* 課題の指示
老後の健康法をめぐる講演抄録から、「日本もこれから老人大国の仲間」を含む語句で始め、「で今日大往生といった風にね。」の直後で終わる部分を一字も変えずに書き写すこと。

* 本文

········

健康情報一覧
アーカイブス・甲田光雄講演抄録 1988~1994 No12011.08.11
< これらの内容中 社会的、医学的情報などは当時のものであることをお断りしておきます >
すこやかに老いる健康法 前編 「1988/3/13 人間医学社主催講演会で」
日本もこれから老人大国の仲間入りをするようです。でもその内容を細かく見ていくと必ずしも長寿国になったと喜んでばかりはいられません。というのは、老後の状況なんです。長々と患い病院で検査や注射で日々明け暮れたり、畳の上で息を引き取りたい希望とは裏腹に入院生活を余儀なくされたり、という方が増加するとの予想だからです。また一方、在宅介護老人ではあるものの、寝たきり、恍惚老人としてオムツをあてがわれたり、家族から疎まれたりの悲しい状態が待っているとの予想がされているのです。家族の人だって大変ですよ。「夜中に外に出て徘徊するワ、今食事したばかりなのに食べていないと騒ぎ出すワ、ガスの火を消し忘れるワ、もう限界!いや!」なんて。こうなったら何の生き甲斐ある人生でしょうかねえ。やはり、ちゃんと自分の頭で判断でき、健康で行きたいところへ行き、周りからは喜ばれ、惜しまれて成仏する、そんな老後でありたいものです。
また医療費の膨張がこれまた問題です。今、日本の人口の11%、1300万人が65歳以上の老人なンです。この年齢層に要する医療費が(昭和)59年度実績ですが総額の34%にも上ります。そして今後老齢人口の割合が年を追って増え、2000年度では15.6%、2020年には23.8%に達すると予想されているのです。それに伴って医療費は確実に膨らんでいきます。現在(1988年)でも19兆円がつぎ込まれていて将来健康保険料も膨張せざるを得ず、パンクしますよ。保険料を納める側の人はタマッタもんじゃない。厚生省にも今のところ妙案が無い。どうします?こんな世の中がもうすぐ21世紀には待っているんですよ!だから老人としても医療費をアテに出来ないもんだから死ぬまでできるだけ病気にならない心構えが必要になってきます。昨日元気で今日大往生といった風にね。

········

* 資料
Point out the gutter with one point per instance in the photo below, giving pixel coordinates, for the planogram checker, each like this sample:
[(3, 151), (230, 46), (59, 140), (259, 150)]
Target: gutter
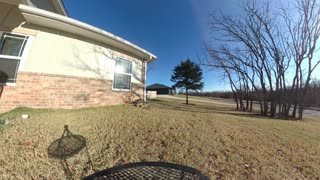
[(55, 21)]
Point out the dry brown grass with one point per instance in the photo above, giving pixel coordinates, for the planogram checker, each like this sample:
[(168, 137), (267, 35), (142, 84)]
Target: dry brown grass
[(212, 138)]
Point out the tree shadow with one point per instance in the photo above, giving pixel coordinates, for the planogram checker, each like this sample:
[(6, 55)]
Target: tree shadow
[(198, 108), (66, 146)]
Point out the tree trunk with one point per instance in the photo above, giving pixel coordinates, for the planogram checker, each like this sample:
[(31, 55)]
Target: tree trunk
[(187, 100)]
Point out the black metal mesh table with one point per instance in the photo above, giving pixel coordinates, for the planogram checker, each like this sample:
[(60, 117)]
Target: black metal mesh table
[(148, 170)]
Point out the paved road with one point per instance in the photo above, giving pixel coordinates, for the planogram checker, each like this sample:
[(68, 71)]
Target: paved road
[(308, 112)]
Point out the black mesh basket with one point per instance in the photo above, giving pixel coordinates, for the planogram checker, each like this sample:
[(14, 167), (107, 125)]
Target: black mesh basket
[(148, 170)]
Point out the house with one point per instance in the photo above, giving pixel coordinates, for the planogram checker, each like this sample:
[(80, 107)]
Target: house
[(49, 60), (161, 89)]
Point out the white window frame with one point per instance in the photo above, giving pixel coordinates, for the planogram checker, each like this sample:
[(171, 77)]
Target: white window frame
[(115, 72), (22, 54)]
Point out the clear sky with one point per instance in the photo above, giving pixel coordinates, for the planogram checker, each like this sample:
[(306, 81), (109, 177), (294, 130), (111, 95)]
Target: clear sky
[(173, 30)]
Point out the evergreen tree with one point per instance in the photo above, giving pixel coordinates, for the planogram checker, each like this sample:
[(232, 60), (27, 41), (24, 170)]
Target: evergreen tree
[(187, 75)]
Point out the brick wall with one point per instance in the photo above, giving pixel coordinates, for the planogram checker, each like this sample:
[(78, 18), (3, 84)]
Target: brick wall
[(37, 90)]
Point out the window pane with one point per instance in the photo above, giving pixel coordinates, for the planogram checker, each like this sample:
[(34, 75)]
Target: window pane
[(121, 81), (11, 46), (8, 70), (123, 66)]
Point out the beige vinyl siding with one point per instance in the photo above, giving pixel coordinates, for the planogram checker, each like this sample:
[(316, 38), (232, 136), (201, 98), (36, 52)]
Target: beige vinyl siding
[(53, 53)]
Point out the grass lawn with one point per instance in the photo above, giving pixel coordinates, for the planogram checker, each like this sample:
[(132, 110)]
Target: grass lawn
[(213, 138)]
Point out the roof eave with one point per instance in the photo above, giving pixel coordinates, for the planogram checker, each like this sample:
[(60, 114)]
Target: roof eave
[(55, 21)]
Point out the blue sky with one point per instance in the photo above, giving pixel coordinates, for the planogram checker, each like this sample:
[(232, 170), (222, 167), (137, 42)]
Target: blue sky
[(173, 30)]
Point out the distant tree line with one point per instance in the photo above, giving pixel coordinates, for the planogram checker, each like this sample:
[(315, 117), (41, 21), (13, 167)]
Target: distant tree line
[(268, 55), (312, 98)]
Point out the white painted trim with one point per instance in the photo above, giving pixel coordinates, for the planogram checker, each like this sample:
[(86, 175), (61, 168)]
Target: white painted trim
[(114, 72), (23, 58), (55, 21)]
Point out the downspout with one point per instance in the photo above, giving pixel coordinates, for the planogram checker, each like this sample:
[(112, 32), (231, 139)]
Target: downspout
[(144, 64)]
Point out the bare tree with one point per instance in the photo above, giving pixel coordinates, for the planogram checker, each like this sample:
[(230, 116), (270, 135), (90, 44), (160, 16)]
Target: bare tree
[(258, 50)]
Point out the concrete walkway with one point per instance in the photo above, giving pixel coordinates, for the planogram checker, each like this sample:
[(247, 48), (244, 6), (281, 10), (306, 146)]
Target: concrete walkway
[(198, 100)]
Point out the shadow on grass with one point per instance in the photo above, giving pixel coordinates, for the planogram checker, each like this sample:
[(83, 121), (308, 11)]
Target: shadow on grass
[(199, 108), (66, 146)]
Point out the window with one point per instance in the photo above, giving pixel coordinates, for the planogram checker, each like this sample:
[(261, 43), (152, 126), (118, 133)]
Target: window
[(122, 75), (11, 49)]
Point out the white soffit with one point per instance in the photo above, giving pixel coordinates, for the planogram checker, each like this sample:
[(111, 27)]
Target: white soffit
[(55, 21)]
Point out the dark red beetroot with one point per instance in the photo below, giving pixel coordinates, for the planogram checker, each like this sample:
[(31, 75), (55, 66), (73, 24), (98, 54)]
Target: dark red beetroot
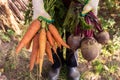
[(74, 41), (90, 49), (103, 37)]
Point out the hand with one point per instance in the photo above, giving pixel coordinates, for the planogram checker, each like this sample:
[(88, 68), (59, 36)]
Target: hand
[(92, 5), (39, 10)]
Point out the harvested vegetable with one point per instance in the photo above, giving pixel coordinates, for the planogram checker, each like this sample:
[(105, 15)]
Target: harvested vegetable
[(90, 49), (49, 52), (28, 44), (42, 46), (56, 35), (103, 37), (35, 49), (32, 30), (74, 41)]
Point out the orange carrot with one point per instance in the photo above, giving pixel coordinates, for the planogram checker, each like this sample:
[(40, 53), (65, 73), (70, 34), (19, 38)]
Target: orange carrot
[(56, 35), (42, 46), (54, 49), (28, 44), (50, 38), (37, 57), (49, 52), (35, 49), (32, 30)]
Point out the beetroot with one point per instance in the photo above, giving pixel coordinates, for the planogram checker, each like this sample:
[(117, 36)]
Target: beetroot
[(103, 37), (74, 41), (90, 49)]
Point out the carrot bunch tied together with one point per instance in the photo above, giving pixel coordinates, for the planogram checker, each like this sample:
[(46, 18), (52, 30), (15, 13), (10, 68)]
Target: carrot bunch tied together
[(44, 38)]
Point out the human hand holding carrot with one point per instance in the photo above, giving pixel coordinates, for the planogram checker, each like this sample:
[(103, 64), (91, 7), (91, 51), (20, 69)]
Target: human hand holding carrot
[(41, 25)]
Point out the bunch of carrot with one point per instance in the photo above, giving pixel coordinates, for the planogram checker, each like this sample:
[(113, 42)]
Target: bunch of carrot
[(44, 38)]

········

* 解答
日本もこれから老人大国の仲間入りをするようです。でもその内容を細かく見ていくと必ずしも長寿国になったと喜んでばかりはいられません。というのは、老後の状況なんです。長々と患い病院で検査や注射で日々明け暮れたり、畳の上で息を引き取りたい希望とは裏腹に入院生活を余儀なくされたり、という方が増加するとの予想だからです。また一方、在宅介護老人ではあるものの、寝たきり、恍惚老人としてオムツをあてがわれたり、家族から疎まれたりの悲しい状態が待っているとの予想がされているのです。家族の人だって大変ですよ。「夜中に外に出て徘徊するワ、今食事したばかりなのに食べていないと騒ぎ出すワ、ガスの火を消し忘れるワ、もう限界!いや!」なんて。こうなったら何の生き甲斐ある人生でしょうかねえ。やはり、ちゃんと自分の頭で判断でき、健康で行きたいところへ行き、周りからは喜ばれ、惜しまれて成仏する、そんな老後でありたいものです。
また医療費の膨張がこれまた問題です。今、日本の人口の11%、1300万人が65歳以上の老人なンです。この年齢層に要する医療費が(昭和)59年度実績ですが総額の34%にも上ります。そして今後老齢人口の割合が年を追って増え、2000年度では15.6%、2020年には23.8%に達すると予想されているのです。それに伴って医療費は確実に膨らんでいきます。現在(1988年)でも19兆円がつぎ込まれていて将来健康保険料も膨張せざるを得ず、パンクしますよ。保険料を納める側の人はタマッタもんじゃない。厚生省にも今のところ妙案が無い。どうします?こんな世の中がもうすぐ21世紀には待っているんですよ!だから老人としても医療費をアテに出来ないもんだから死ぬまでできるだけ病気にならない心構えが必要になってきます。昨日元気で今日大往生といった風にね。